- **Passage given**:
· · · · · · ·

Thursday, January 26th, 2012
Seven Year Itch

Seven Year Itch

I’m a triple Pisces, so it is part of my job description to feel sorry for, well, pretty well anyone. This week I felt sorry for Seal and Heidi Klum- not because they are famous, rich and gorgeous, but because this week they announced their separation after nearly 7 years of marriage.

That 7 years is a pretty important number- how often do we hear about the 7 year itch? Not just in terms of relationships- at the 7 year mark you may find enthusiasm for a job, a house, a project also waning. Those things that once seemed so exciting and compelling are now business as usual.

In relationships, those qualities which provided challenge and excitement have now become just plain annoying. Compatibilities become boring and arguments routine rather than an excuse for make up sex. Been there? Every relationship which has gone the distance has been there. Sometimes you get through it- find a way to keep going. Sometimes, though, it all seems way too hard and you call it a day…and it may well be that decision was the right one for that relationship.

In other celebrity news, French singer & actor, Vanessa Paradis is denying a split from her partner of 14 years, Johnny Depp. Two things about this:

  1. I am engaging in (shock, horror) celebrity gossip when I so don’t give a faff about who is doing what to whom or with whom. I am seriously (and I do mean seriously) not interested in famous people. Let them earn what they earn, do what they do…I don’t need to know…except for when I am at the hairdressers and just can’t avoid it…
  2. 14 years…alarm bells?

The elephant in the room here is, of course, the Saturn cycle.

Saturn takes 28 years to go around the chart. That means at year 7 he will form a square, at year 14 an opposition and at year 21 another square before coming back to his starting position (the Saturn return) at or around year 28.

We all know that the first Saturn return is hugely important- it is this time that we start to think about settling down, growing up, getting serious. At the 2nd Saturn return (mid-late 50s) we are entering a new phase- retirement. At this point we can choose to “retire” or we can choose to retire from one phase of life and jump holdus boldus into another. Will we be the type that rings Alan Jones or another of the right wing “shock jocks” (please don’t write to me) and complain about the youth of today or petrol prices or how much simpler life was before we had the internet and choice or will we be the cool older person that wants to keep learning and keep experiencing and keep achieving?

· · · · · · ·

- **Work to complete**:
1. Using the seven year itch post, answer each question:
(a) What does the writer say they are, astrologically?
(b) How long has Vanessa Paradis been with Johnny Depp?
(c) How many years does Saturn take to go around the chart?
2. Write the next part of the seven year itch post, starting right after its final sentence.
The items after this point come from a separate source.

· · · · · · ·

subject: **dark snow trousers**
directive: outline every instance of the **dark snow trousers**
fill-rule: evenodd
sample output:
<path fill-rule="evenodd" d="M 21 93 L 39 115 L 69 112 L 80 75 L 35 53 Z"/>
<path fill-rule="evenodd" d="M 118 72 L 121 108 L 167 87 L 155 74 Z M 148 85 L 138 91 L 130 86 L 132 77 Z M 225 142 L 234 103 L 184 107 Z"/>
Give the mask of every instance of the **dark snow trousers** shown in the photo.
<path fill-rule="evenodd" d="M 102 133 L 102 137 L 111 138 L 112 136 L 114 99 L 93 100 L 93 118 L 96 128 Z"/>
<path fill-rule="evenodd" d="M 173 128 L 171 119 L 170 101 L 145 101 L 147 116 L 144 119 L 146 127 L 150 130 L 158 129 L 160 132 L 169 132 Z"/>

· · · · · · ·

- **Answers given**:
1.
(a) A triple Pisces.
(b) 14 years.
(c) 28 years.

2.
Think about what goes before. When we are around 7 we hit our first challenges square on. We are separated from Mum and at school and introduced to things like consequences and structures and rules. At 14 (or thereabouts) we hit puberty and have a whole new set of confronting boundaries. Then at 21 we are finishing University, venturing out into the workplace and having to put our money where our mouth is. New rules, new boundaries, new responsibilities, a whole new set of what is appropriate to learn.

Relationships follow the same Saturn cycle. They also follow a Venus cycle and a Mars cycle. Don’t believe me? Is there any coincidence why the rose coloured glasses seem to come off at around the anniversary mark and the lust seems to have settled down at the 2 ½ year mark? I’m not saying that it goes away, just that things become more comfortable. The drive, the intensity, the needing to absolutely consume that person becomes more accepted. This is why many relationships don’t last past the Venus cycle (there needs to be more than la vie en rose) or the Mars cycle (the nature of the relationship will change). If they do, they move into the realm of commitment- they move into Saturn.

Anyways, back to Saturn. Relationships follow the Saturn cycle. Marriages follow the Saturn cycle. And Saturn is seriously about time…and responsibilities and maturity…but above all, time.

At or around the first Saturn square, 7 years, often comes the 1st set of tests. This is the waxing square. Like the Moon cycle, things are opening up. You reach a fork in the road. Unless you are married to a Scorpio (I have to say that in case my Scorpio husband reads this), everyday life is business as usual. You may question what you are doing, you may look at single friends with some envy at their freedom (just don’t complain to them, because they may be wanting what you are now taking for granted).

One (or both) of you may start to look at the other side of the fence- that grass definitely looks greener. You may begin to question the commitment, the attraction, and the potential longevity of the relationship. You may wonder whether you have made a mistake. You may, often as a result, be attracted to another.

This is a test. Saturn likes tests.

You have come to a fork in the road. You examine the relationship. If it is truly worth continuing, it will pass the examination and you will move into a more stable and comfortable phase. If not, it will end. Maybe not now, but those seeds will have been sown. Whatever there was between you will have served its’ time.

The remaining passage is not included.